Location labeling records:
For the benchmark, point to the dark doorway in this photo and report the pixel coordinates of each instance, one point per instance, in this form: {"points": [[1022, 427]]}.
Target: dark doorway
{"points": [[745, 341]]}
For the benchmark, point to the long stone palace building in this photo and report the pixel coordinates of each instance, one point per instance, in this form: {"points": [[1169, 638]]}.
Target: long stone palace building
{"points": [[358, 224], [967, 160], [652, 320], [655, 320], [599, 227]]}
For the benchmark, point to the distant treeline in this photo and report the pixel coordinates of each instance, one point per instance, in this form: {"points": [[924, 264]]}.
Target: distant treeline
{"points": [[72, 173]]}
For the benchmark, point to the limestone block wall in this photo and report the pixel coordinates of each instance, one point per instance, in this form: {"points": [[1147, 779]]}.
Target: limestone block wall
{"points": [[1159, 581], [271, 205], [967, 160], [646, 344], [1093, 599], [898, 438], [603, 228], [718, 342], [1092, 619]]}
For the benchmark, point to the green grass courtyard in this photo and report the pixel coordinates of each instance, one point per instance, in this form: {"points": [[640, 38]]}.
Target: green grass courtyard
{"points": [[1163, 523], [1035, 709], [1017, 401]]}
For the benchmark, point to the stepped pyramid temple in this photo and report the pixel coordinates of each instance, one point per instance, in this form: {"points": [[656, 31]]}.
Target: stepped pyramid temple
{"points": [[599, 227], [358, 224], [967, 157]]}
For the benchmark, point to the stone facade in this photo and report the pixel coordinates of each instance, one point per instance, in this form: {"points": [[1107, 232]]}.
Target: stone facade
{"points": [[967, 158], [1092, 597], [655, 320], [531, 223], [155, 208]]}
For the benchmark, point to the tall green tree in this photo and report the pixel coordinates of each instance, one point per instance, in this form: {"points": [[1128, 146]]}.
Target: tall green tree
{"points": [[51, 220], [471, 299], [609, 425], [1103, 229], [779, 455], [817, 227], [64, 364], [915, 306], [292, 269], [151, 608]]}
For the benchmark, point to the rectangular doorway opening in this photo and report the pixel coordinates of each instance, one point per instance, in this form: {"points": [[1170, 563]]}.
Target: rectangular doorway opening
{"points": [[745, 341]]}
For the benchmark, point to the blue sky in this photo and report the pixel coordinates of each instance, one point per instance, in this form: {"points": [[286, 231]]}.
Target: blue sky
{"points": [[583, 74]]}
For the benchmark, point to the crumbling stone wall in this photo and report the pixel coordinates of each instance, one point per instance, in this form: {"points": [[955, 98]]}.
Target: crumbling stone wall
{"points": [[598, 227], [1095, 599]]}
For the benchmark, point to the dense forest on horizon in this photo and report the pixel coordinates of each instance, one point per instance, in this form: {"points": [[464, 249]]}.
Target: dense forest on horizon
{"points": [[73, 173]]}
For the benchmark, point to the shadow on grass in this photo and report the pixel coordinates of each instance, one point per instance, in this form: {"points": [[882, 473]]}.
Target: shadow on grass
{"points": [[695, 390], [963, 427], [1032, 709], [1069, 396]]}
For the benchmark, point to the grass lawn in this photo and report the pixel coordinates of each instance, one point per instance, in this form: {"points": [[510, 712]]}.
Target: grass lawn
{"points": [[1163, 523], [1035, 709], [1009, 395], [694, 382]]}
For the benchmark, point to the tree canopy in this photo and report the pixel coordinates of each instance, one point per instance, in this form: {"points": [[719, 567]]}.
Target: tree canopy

▸ **What you have to do**: Would you give the material above again, complete and exact?

▸ **Solution**:
For the benchmark, point to the dark doorway in this photo and report the pixel coordinates of each instance, one point per instance, in this form: {"points": [[1022, 427]]}.
Target: dark doorway
{"points": [[745, 341]]}
For the benchmark, point to the long stone palace building in this photo and report the pixel coordinates of each instance, one point per instance, in this form: {"points": [[1169, 638]]}.
Target: long stone palace building
{"points": [[358, 224], [967, 160], [652, 320], [655, 320], [599, 227]]}
For the benchmark, point to the distant treeline in this photo and report the pixel coordinates of each instance, one point per instance, in this form: {"points": [[924, 264]]}.
Target: distant treeline
{"points": [[72, 173]]}
For the benchmark, point to the limestone block wall in this photo and report the pixel coordinates of each instance, one point per instance, in this form: {"points": [[1147, 779]]}.
Target: limestone block wall
{"points": [[1159, 581], [271, 205], [967, 160], [646, 344], [1093, 599], [898, 438], [603, 228], [718, 342], [1092, 619]]}
For the benchmark, point to the green grass courtyard in this photo and report the pixel coordinates of each instance, one point per instance, in this form: {"points": [[640, 38]]}.
Target: green grass courtyard
{"points": [[1163, 523], [1035, 709], [1017, 401]]}
For the benchmark, point to the stepped pyramid temple in this photo and report the pixel coordinates of each instance, one point per instance, in this form: {"points": [[656, 31]]}.
Target: stepped pyramid temple
{"points": [[599, 227], [358, 224], [967, 157]]}
For the benchmark, point to the stone facade in this photo and report the pixel coordinates of each instance, one point per instance, in this form: {"points": [[1107, 232]]}.
Target: stone facade
{"points": [[967, 158], [1092, 597], [655, 320], [531, 223], [155, 208]]}
For the benchmark, point to the tall green tree in this photo and report the pixel coordinates of each instance, one point per instance, in this form: {"points": [[1128, 146]]}.
Target: tall green tree
{"points": [[51, 220], [471, 299], [609, 425], [1103, 229], [779, 455], [817, 227], [64, 364], [915, 306], [292, 269], [151, 608]]}
For the benchmark, point to the rectangular doorway opening in this photo and report the pixel coordinates of each instance, one point per instance, in this form: {"points": [[1170, 563]]}.
Target: rectangular doorway opening
{"points": [[745, 341]]}
For the benchmark, point to the blue sky in this photo and report the pixel coordinates of each instance, one point per instance, in this form: {"points": [[286, 231]]}.
Target: blue sky
{"points": [[583, 74]]}
For the benchmark, point to the crumbling stone wall in this photo and report the pixel coordinates of each instance, one point per instance, in this form: {"points": [[955, 98]]}.
Target: crumbling stone wall
{"points": [[598, 227], [1095, 599]]}
For the benchmark, point to the dense forest on horizon in this photo and report the pixel coordinates of each instance, one point per instance, in this form: {"points": [[464, 249]]}.
Target: dense forest on horizon
{"points": [[73, 173]]}
For the benchmark, point to the shadow on grass in this photo and report the pixel coordinates of each instance, one point per instance, in this form: {"points": [[882, 473]]}.
Target: shadow on grass
{"points": [[695, 390], [963, 427], [1032, 709], [1069, 396]]}
For the benchmark, point to the grass lawn in this photo and report the pixel coordinates of each instance, one point per instance, in this form: {"points": [[510, 712]]}.
Target: grass lawn
{"points": [[1163, 523], [1035, 709], [1009, 395], [694, 382]]}
For the benchmark, point to the tree canopy in this photo and report the pixel coordinates of each instance, one point per instance, in this form: {"points": [[719, 567]]}.
Target: tree canopy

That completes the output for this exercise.